— Begin GIVEN TEXT —

# How popular/rare is this B14 grill?



## MomoB12 (Jul 22, 2003)

This one:








(Seem's like you'll have to drag to the address bar.)

No that didn't work.

Just click here then: http://momito.netfirms.com/ricer.jpg


----------



## Equivocal (Sep 6, 2002)

not really rare. its the infinity grill, ask liuspeed for one, or check ebay.


----------



## MomoB12 (Jul 22, 2003)

Ahh I see... I was just curious, I'm from Mexico and we had these as stock on '00 Sentras. And the clear headlights/corners combo too were stock


----------



## ReVerm (Jan 13, 2003)

Yeah. The Japanese Sunny has that too. I suppose it gives it more of a prestigious look.


----------



## johnebp (May 8, 2003)

www.mossyperformance.com has it too.


----------



## Exalta (Jan 21, 2003)

That's the Sunny grille..also known in the states as a "Lucino" grille..


----------



## NittyNissan (Oct 2, 2003)

where can I get one of those?


----------



## dry (Oct 21, 2002)

is there a lip on the front of that GTR kit? also if your in Mex... how much could you get taht kit for form like a junkyard?


----------



## LIUSPEED (May 29, 2002)

mossy has them i have them..

i sell it for cheaper than mossy does.


----------



## Playa123 (Jul 27, 2003)

Yeah a pretty popular replacement grille, looks like the infiniti style, and really adds an class to the car


----------



## holy200sx (Jan 8, 2003)

i got in a kick ass deal on ebay, for like.. 1$ starting bid.. won it for around 30 bucks


----------



## xt_out (Jun 23, 2003)

DryBoy said:


> *is there a lip on the front of that GTR kit? also if your in Mex... how much could you get taht kit for form like a junkyard? *


yeah. i wanna know too about junkyard prices!!!








courtesy of katanas site, which im looking at right now.
lip is like that, BUT THOSE FOG LIGHTS FIT SO NICE, i'd like to know where they came from!!! red car= really nice looking car. just needs to be lowered a little more.


----------

— End GIVEN TEXT —

▸ SHORT PROBLEM A
Retype every row below, character for character, leaving none out.

— Begin RECORDS PROVIDED —

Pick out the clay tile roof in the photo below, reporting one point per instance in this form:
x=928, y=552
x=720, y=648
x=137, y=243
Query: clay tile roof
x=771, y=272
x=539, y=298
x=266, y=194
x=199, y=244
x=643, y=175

— End RECORDS PROVIDED —

▸ SHORT PROBLEM B
Do these statements agree with the forum thread about the B14 grill above? Answer yes or no for each one, and quote the deciding words from the thread. (i) Equivocal says the grill is rare. (ii) LIUSPEED says he sells the grill for less than Mossy does. (iii) holy200sx won the grill on eBay for about 30 dollars.

▸ WORKED ANSWER A
Pick out the clay tile roof in the photo below, reporting one point per instance in this form:
x=928, y=552
x=720, y=648
x=137, y=243
Query: clay tile roof
x=771, y=272
x=539, y=298
x=266, y=194
x=199, y=244
x=643, y=175

▸ WORKED ANSWER B
(i) No: "not really rare."
(ii) Yes: "i sell it for cheaper than mossy does."
(iii) Yes: "won it for around 30 bucks"